[Records excerpted from a collection]

Start of Block

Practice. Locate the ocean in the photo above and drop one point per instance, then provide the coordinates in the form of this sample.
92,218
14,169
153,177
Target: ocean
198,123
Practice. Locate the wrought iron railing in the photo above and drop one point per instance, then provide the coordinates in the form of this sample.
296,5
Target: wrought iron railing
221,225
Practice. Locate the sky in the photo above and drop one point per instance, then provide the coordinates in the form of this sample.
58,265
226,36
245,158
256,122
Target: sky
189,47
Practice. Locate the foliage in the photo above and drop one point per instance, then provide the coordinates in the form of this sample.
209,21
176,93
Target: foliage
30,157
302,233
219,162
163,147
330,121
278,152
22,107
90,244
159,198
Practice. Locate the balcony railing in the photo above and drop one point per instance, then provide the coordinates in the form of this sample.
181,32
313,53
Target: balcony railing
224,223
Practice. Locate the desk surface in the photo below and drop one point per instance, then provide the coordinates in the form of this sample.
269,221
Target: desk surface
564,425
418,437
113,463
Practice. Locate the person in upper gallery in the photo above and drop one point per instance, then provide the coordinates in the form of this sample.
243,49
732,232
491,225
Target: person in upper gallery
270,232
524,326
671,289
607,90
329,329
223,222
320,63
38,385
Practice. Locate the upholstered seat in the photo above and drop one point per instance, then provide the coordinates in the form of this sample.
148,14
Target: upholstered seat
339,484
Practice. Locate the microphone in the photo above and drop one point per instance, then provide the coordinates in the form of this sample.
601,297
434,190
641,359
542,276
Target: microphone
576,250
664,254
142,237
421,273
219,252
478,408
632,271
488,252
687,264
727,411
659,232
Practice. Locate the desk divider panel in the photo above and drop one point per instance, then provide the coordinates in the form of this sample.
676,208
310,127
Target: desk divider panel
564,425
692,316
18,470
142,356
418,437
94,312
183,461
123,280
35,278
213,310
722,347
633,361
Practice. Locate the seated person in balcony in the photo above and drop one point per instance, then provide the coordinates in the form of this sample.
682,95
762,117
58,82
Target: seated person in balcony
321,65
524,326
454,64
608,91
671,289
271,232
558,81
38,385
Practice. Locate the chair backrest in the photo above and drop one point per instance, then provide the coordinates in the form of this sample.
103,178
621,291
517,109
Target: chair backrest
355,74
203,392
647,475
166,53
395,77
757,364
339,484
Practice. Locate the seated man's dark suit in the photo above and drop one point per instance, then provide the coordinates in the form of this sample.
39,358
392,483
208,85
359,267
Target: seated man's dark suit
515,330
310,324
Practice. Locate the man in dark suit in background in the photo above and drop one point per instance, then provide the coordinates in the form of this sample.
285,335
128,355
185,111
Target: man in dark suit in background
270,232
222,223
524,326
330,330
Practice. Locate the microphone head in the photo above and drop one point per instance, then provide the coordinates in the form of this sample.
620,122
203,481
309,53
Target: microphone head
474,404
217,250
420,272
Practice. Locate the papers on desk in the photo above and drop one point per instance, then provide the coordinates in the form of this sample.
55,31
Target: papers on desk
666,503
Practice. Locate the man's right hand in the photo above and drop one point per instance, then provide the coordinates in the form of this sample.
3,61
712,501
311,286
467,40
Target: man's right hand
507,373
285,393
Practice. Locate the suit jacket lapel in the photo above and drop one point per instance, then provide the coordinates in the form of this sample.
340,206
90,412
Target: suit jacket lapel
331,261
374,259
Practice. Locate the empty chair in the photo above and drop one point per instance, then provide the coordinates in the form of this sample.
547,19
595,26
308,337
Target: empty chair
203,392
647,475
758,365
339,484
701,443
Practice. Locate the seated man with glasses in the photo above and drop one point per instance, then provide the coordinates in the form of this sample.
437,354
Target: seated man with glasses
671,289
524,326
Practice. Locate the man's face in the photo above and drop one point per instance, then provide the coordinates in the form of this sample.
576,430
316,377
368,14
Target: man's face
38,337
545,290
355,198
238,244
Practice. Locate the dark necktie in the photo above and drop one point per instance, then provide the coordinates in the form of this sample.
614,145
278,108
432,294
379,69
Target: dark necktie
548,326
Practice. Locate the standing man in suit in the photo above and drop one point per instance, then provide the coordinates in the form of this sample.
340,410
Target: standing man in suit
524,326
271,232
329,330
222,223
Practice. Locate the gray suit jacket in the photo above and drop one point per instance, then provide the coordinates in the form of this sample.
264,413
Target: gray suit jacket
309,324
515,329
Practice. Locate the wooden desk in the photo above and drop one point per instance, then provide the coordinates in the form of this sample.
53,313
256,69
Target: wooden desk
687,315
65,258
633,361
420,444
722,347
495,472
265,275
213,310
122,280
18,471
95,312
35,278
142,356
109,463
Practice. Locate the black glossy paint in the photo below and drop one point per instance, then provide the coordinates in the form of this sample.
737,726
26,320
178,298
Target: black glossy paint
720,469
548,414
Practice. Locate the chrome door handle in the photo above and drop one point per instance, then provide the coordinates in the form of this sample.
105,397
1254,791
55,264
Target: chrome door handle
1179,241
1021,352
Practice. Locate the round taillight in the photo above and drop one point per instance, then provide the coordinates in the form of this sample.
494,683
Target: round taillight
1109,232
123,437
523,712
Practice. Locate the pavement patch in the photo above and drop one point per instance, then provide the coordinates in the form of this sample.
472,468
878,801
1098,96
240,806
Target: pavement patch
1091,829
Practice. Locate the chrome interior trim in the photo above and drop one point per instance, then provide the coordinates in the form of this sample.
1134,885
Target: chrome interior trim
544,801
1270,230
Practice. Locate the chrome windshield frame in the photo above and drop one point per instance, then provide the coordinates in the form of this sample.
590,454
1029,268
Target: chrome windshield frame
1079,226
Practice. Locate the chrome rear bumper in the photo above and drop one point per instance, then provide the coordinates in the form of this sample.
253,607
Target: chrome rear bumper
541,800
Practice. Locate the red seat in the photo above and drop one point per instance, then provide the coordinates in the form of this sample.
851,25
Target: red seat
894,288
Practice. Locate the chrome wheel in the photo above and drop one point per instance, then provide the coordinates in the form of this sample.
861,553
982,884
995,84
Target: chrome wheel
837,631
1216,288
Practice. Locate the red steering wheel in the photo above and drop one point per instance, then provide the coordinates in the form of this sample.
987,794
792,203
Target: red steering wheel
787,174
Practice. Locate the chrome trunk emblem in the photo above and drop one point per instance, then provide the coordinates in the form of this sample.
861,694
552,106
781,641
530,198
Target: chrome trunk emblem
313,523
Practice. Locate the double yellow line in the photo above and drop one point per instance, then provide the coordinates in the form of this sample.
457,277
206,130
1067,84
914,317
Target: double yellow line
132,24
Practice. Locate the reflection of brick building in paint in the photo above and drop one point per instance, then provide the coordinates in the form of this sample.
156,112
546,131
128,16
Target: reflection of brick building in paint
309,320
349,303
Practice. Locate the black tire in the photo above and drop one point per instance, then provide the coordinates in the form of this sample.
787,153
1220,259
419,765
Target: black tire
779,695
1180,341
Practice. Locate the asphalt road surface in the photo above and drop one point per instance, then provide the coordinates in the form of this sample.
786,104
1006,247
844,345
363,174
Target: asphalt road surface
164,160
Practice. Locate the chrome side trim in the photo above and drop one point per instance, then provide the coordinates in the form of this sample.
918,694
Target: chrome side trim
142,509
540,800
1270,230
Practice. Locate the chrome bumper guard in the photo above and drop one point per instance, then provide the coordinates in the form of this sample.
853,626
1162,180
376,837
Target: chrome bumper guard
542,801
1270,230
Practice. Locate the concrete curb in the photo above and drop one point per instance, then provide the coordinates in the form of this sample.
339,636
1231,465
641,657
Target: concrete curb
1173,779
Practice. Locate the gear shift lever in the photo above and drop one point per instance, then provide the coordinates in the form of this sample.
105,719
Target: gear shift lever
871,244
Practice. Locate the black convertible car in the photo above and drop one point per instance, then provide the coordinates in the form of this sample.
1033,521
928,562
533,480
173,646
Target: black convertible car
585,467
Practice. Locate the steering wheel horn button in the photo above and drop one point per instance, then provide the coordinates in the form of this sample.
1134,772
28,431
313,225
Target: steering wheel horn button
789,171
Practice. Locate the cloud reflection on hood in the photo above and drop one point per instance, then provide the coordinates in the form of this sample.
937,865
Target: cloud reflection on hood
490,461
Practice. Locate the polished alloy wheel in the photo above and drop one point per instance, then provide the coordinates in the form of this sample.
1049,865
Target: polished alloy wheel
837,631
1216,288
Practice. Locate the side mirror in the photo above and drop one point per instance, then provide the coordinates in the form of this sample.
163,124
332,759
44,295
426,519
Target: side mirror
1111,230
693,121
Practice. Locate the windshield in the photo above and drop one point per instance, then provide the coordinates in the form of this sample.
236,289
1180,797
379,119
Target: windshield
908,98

End of Block

# INSTRUCTIONS FOR THE TASK
Check each line of the data above for the string "below" and report only how many lines have it.

# EXERCISE RESPONSE
2